— Written task 1 —
In the passage on the NCC Core Programme 2023, restate the paragraph beginning "With the technical direction steered" as a brief list, keeping its main facts.
— Written task 2 —
State whether each statement agrees with the passage on the NCC Core Programme 2023, answering yes or no and quoting the deciding words: (a) The aerospace and defence industries produce an estimated 46 kilotonnes of composite manufacturing waste each year. (b) Hydrogen permeation through thermoplastic polymers is well understood. (c) Automated recycled prepreg tape layup has not yet been demonstrated at the NCC.

— Passage shown —

========

The National Composite Centre’s (NCC) Core Programme 2023 will continue advancing key technologies and capabilities to enable industry to take advantage of advanced materials as they strive for net zero practices.

With the technical direction steered by the NCC’s Tier 1 Members, the projects continue to push the boundaries of composites use and recycling, with a focus on circularity and sustainable manufacturing processes. Energy transformation will also be on the agenda, with the further development of both cryogenic and pressure storage systems for hydrogen.

Digital manufacturing will also be explored, as will the ability of composites to withstand harsh environments.

At the culmination of this year’s programme, Tier 1 Members will access research outputs over 15 times the value of their contribution through the collaborative nature of the programme. Tier 2 and Associate Members of the NCC can also access Core’s leading-edge research, with more information available here.

To maximise impact, the Core programme remains open for industry and RTO engagement. For more information on any of this year’s Core Programme projects – and how your organisation can get involved – please contact Richard Grainger and Roger Walker.

Hydrogen

  • Composites for Cryogenic Applications
    • Composite liquid hydrogen tanks and pipes are needed to enable the transition to net zero. The design toolsets, test methods, and test data to understand material behaviour at ambient and cryogenic conditions has been pioneered at the NCC. This project will further push the boundaries of this capability in the UK, developing tests, modelling and setting the standard for design methods.
  • H2 Permeability
    • Permeation in hydrogen pressure systems represent a challenge for the safety and economy of hydrogen infrastructures. Whilst thermoplastic composites can offer operational and technical advantages over steel, hydrogen permeation through these polymers is not well understood. Prediction of permeation can enable more robust design and increase confidence in deployment of composites in the hydrogen economy. The project is aimed at predicting the permeation of hydrogen in prototype pressurised systems as well as fully landscaping the commercially available tools for design.

Sustainability

  • Thermoplastic Composite Recycling
    • Developing end-of-life recycling routes for thermoplastics is critical to reducing the environmental impact of industry. This project will push forward the development of a fully capable supply chain to increase confidence in the supply, availability and performance of recyclates.
  • Reclaimed Fibre Handling
    • Research conducted into composites recycling have not fully addressed concerns around the fibre handling properties of recovered fibres, in terms of quality, consistency and surface chemistry. This project will salvage fibres from end-of-life CFRP parts and characterise the fibres to understand the potential value of reclaimed fibres.
  • Recycling Composites Manufacturing Waste
    • The aerospace and defence industries create an estimated 46 kilotonnes  per year of composite manufacturing waste, however some of this material could be used to create high performance products rather than being sent to landfill. The NCC has shown how this type of waste stream can be put through a FPP  process and will be further developing this process.
  • Automated Deposition of Recycled Prepreg tapes
    • The transition to net zero will require the incorporation of recycled or reclaimed carbon fibres. Additionally, next-generation aircraft will need more efficient, lighter components, requiring complex load paths while still maintaining high-rate production. Automated recycled prepreg tape layup has been demonstrated at the NCC, and this project will further demonstrate complex steered paths to create representative geometries.

========

[Stored items]
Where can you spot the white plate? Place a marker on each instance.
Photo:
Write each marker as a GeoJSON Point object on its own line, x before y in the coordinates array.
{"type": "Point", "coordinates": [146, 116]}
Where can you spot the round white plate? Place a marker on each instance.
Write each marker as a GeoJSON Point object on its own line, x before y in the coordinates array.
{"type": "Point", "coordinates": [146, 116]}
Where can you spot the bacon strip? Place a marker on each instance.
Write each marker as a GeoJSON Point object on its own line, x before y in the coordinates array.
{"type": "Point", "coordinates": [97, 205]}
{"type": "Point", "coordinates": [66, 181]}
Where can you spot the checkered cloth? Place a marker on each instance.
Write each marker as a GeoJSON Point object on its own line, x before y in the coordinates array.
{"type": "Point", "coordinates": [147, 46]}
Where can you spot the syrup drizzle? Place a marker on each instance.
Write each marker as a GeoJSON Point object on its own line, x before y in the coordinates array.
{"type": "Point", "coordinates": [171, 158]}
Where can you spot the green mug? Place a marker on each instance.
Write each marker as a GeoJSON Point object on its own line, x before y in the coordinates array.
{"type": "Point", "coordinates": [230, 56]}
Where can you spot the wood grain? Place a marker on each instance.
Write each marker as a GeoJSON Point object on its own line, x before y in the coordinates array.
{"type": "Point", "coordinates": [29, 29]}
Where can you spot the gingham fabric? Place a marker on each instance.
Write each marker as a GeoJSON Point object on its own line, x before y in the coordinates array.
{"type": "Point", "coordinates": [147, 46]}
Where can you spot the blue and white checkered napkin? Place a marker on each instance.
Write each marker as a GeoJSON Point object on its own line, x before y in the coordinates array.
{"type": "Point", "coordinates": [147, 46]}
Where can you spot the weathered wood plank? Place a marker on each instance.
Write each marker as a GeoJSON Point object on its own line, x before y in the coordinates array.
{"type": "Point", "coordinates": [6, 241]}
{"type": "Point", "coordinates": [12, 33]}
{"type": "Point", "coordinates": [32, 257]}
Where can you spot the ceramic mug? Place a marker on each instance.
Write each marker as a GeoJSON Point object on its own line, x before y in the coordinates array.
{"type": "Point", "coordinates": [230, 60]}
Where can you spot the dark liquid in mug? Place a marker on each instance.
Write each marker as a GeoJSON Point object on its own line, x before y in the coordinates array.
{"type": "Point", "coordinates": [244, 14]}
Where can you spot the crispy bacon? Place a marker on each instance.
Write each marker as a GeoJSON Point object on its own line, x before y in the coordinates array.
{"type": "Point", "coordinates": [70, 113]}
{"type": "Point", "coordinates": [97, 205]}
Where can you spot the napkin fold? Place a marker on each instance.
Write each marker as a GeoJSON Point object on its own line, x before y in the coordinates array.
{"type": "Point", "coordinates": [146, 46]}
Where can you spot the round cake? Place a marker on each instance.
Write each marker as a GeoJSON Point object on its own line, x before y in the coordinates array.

========

— Task output 1 —
- The NCC's Tier 1 Members steer the technical direction.
- The projects push the boundaries of composites use and recycling, focusing on circularity and sustainable manufacturing processes.
- Energy transformation is on the agenda, with further development of cryogenic and pressure storage systems for hydrogen.

— Task output 2 —
(a) Yes: "The aerospace and defence industries create an estimated 46 kilotonnes"
(b) No: "hydrogen permeation through these polymers is not well understood"
(c) No: "Automated recycled prepreg tape layup has been demonstrated at the NCC"